Your answer must be an exact copy of the entries below, with no pictures in it.

########

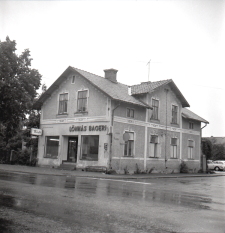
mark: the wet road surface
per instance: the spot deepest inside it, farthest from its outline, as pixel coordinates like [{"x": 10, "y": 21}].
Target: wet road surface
[{"x": 48, "y": 203}]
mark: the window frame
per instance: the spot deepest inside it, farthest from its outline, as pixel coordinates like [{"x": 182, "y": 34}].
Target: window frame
[
  {"x": 174, "y": 147},
  {"x": 73, "y": 79},
  {"x": 155, "y": 145},
  {"x": 84, "y": 90},
  {"x": 155, "y": 110},
  {"x": 191, "y": 149},
  {"x": 129, "y": 115},
  {"x": 129, "y": 146},
  {"x": 63, "y": 101},
  {"x": 55, "y": 138},
  {"x": 191, "y": 125},
  {"x": 88, "y": 148},
  {"x": 174, "y": 118}
]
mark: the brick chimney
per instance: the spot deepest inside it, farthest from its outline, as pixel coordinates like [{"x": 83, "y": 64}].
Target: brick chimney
[{"x": 110, "y": 74}]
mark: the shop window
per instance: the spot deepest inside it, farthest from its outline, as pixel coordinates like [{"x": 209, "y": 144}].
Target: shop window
[
  {"x": 63, "y": 102},
  {"x": 90, "y": 144},
  {"x": 129, "y": 145},
  {"x": 52, "y": 147},
  {"x": 155, "y": 111},
  {"x": 174, "y": 114},
  {"x": 82, "y": 101},
  {"x": 173, "y": 147},
  {"x": 191, "y": 125},
  {"x": 130, "y": 113},
  {"x": 154, "y": 140},
  {"x": 190, "y": 149}
]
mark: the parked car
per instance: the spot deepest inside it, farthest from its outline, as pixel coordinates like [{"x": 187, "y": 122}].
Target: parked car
[{"x": 216, "y": 165}]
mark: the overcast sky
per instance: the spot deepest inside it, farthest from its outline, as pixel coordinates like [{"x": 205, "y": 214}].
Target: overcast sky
[{"x": 185, "y": 40}]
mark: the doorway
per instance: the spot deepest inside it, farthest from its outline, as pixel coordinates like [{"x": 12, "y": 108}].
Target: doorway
[{"x": 72, "y": 149}]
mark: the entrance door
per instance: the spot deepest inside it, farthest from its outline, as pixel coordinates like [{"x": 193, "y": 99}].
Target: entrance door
[{"x": 72, "y": 149}]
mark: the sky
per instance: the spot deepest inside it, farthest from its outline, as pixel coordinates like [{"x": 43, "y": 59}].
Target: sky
[{"x": 182, "y": 39}]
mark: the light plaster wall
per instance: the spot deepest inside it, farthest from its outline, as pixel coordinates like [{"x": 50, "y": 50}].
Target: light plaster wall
[
  {"x": 97, "y": 101},
  {"x": 160, "y": 94}
]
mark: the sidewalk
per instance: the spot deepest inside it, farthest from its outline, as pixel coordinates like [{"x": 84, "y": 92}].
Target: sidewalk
[{"x": 79, "y": 173}]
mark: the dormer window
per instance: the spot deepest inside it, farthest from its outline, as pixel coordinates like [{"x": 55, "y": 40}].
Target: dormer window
[
  {"x": 82, "y": 101},
  {"x": 155, "y": 111},
  {"x": 191, "y": 125},
  {"x": 63, "y": 103},
  {"x": 73, "y": 79},
  {"x": 174, "y": 114},
  {"x": 130, "y": 112}
]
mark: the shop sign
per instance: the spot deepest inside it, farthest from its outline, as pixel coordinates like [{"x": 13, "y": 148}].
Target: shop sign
[
  {"x": 88, "y": 128},
  {"x": 37, "y": 132}
]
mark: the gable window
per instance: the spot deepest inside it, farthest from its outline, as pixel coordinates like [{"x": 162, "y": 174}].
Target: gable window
[
  {"x": 130, "y": 113},
  {"x": 63, "y": 103},
  {"x": 191, "y": 125},
  {"x": 174, "y": 114},
  {"x": 129, "y": 145},
  {"x": 154, "y": 146},
  {"x": 155, "y": 111},
  {"x": 73, "y": 79},
  {"x": 173, "y": 147},
  {"x": 52, "y": 147},
  {"x": 190, "y": 149},
  {"x": 82, "y": 101}
]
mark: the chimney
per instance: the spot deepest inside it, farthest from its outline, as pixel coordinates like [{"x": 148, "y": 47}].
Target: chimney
[{"x": 110, "y": 74}]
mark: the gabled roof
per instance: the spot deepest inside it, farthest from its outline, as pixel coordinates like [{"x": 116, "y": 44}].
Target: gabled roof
[
  {"x": 116, "y": 91},
  {"x": 149, "y": 87},
  {"x": 186, "y": 113}
]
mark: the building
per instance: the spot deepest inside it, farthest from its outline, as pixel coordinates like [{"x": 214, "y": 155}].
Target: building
[{"x": 88, "y": 120}]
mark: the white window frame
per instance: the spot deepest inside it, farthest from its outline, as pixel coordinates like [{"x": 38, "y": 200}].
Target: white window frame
[
  {"x": 174, "y": 148},
  {"x": 128, "y": 143},
  {"x": 87, "y": 99},
  {"x": 151, "y": 118},
  {"x": 63, "y": 93},
  {"x": 175, "y": 105},
  {"x": 154, "y": 146},
  {"x": 130, "y": 109},
  {"x": 191, "y": 125},
  {"x": 73, "y": 79},
  {"x": 191, "y": 149}
]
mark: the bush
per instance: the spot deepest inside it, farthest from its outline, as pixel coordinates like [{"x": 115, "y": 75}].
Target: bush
[{"x": 183, "y": 167}]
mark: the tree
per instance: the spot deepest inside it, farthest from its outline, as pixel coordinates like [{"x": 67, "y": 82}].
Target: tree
[{"x": 18, "y": 87}]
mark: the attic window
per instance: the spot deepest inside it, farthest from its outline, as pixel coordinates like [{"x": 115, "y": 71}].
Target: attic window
[
  {"x": 73, "y": 79},
  {"x": 191, "y": 125}
]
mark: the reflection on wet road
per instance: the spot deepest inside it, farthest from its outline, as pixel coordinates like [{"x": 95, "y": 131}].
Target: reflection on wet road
[{"x": 155, "y": 204}]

########

- [ANSWER SECTION]:
mark: the wet road surface
per instance: the spot deepest inside it, farthest from its outline, as pixel coordinates like [{"x": 10, "y": 21}].
Target: wet road surface
[{"x": 48, "y": 203}]
mark: the window frame
per instance: the spot deepest inside it, farthest from its outline, as pixel coordinates like [{"x": 182, "y": 34}].
Target: window frame
[
  {"x": 174, "y": 147},
  {"x": 73, "y": 79},
  {"x": 155, "y": 145},
  {"x": 84, "y": 90},
  {"x": 155, "y": 110},
  {"x": 191, "y": 149},
  {"x": 129, "y": 115},
  {"x": 129, "y": 146},
  {"x": 63, "y": 101},
  {"x": 55, "y": 138},
  {"x": 191, "y": 125},
  {"x": 88, "y": 148},
  {"x": 174, "y": 118}
]
mark: the brick chimney
per instance: the spot deepest inside it, farthest from its outline, as pixel coordinates like [{"x": 83, "y": 64}].
Target: brick chimney
[{"x": 110, "y": 74}]
mark: the shop window
per instance: the spot deepest inside it, farthest from its outline, as pixel coordinates like [{"x": 209, "y": 144}].
Target: shop window
[
  {"x": 63, "y": 102},
  {"x": 90, "y": 144},
  {"x": 129, "y": 145},
  {"x": 52, "y": 147},
  {"x": 155, "y": 111},
  {"x": 174, "y": 114},
  {"x": 82, "y": 101},
  {"x": 173, "y": 147},
  {"x": 191, "y": 125},
  {"x": 130, "y": 113},
  {"x": 154, "y": 140},
  {"x": 190, "y": 149}
]
mark: the parked car
per instance: the spot deepest inside it, farthest from its outline, as pixel coordinates like [{"x": 187, "y": 122}].
Target: parked car
[{"x": 216, "y": 165}]
mark: the overcast sky
per instance: the spot deepest inside it, farthest from its outline, as pixel coordinates like [{"x": 205, "y": 214}].
Target: overcast sky
[{"x": 185, "y": 40}]
mark: the doorway
per instance: the spot deepest inside it, farthest from its outline, as pixel coordinates like [{"x": 12, "y": 108}].
Target: doorway
[{"x": 72, "y": 149}]
mark: the entrance door
per instance: the spot deepest inside it, farthest from its outline, as pixel coordinates like [{"x": 193, "y": 99}].
Target: entrance door
[{"x": 72, "y": 149}]
mark: the sky
per instance: the spot deepest inside it, farthest from its outline, as pixel coordinates like [{"x": 43, "y": 59}].
Target: sky
[{"x": 182, "y": 39}]
mark: the light plaster wall
per instance: the spot deepest inside it, farthest from its outline, as pixel coordinates like [{"x": 50, "y": 50}].
Target: light plaster wall
[
  {"x": 97, "y": 101},
  {"x": 160, "y": 94}
]
mark: the sidewalk
per instance: the spot deepest inside it, farthest from its outline, as pixel coordinates like [{"x": 84, "y": 92}].
Target: sidewalk
[{"x": 79, "y": 173}]
mark: the dormer window
per instance: the spot deepest inside it, farthest from its outline, as pixel coordinates like [{"x": 55, "y": 40}].
Target: dormer window
[
  {"x": 82, "y": 101},
  {"x": 155, "y": 111},
  {"x": 191, "y": 125},
  {"x": 63, "y": 103},
  {"x": 73, "y": 79},
  {"x": 174, "y": 114},
  {"x": 130, "y": 112}
]
mark: the shop sign
per instance: the spot deepest inside it, farthest from its outline, as pixel coordinates like [{"x": 13, "y": 148}].
Target: shop sign
[
  {"x": 88, "y": 128},
  {"x": 37, "y": 132}
]
mark: the gable window
per instance: the spot deepest inside it, farthest from its outline, as pixel coordinates like [{"x": 162, "y": 174}].
Target: gable window
[
  {"x": 130, "y": 113},
  {"x": 63, "y": 103},
  {"x": 191, "y": 125},
  {"x": 174, "y": 114},
  {"x": 129, "y": 145},
  {"x": 154, "y": 146},
  {"x": 155, "y": 111},
  {"x": 73, "y": 79},
  {"x": 173, "y": 147},
  {"x": 52, "y": 147},
  {"x": 190, "y": 149},
  {"x": 82, "y": 101}
]
mark: the chimney
per instance: the spot deepest inside it, farthest from its outline, as pixel coordinates like [{"x": 148, "y": 47}].
Target: chimney
[{"x": 110, "y": 74}]
mark: the gabled roof
per instance: the spot deepest inside it, farthest from its outline, as pixel coordinates like [{"x": 116, "y": 44}].
Target: gabled roof
[
  {"x": 116, "y": 91},
  {"x": 149, "y": 87},
  {"x": 186, "y": 113}
]
mark: the building
per instance: the spot deepest inside it, farthest from its outline, as pixel coordinates like [{"x": 214, "y": 155}].
Target: building
[{"x": 88, "y": 120}]
mark: the white window frame
per instance: the spot deepest inside it, farthest from its outline, as pixel coordinates like [{"x": 38, "y": 200}].
Target: white window frame
[
  {"x": 174, "y": 148},
  {"x": 128, "y": 143},
  {"x": 87, "y": 99},
  {"x": 151, "y": 118},
  {"x": 63, "y": 93},
  {"x": 175, "y": 105},
  {"x": 154, "y": 146},
  {"x": 130, "y": 109},
  {"x": 191, "y": 125},
  {"x": 73, "y": 79},
  {"x": 191, "y": 149}
]
mark: the bush
per instance: the spot deepest inside it, farthest from its outline, as pixel coordinates like [{"x": 115, "y": 75}].
Target: bush
[{"x": 183, "y": 167}]
mark: the tree
per instance: the spot deepest inside it, farthest from its outline, as pixel coordinates like [{"x": 67, "y": 82}].
Target: tree
[{"x": 18, "y": 87}]
mark: the attic window
per instance: the spot deepest inside it, farthest from its outline, as pixel coordinates like [{"x": 115, "y": 71}].
Target: attic window
[
  {"x": 73, "y": 79},
  {"x": 191, "y": 125}
]
mark: the reflection on wet road
per instance: the spot deepest inside it, farthest from its outline, as pixel coordinates like [{"x": 95, "y": 131}].
Target: reflection on wet road
[{"x": 155, "y": 204}]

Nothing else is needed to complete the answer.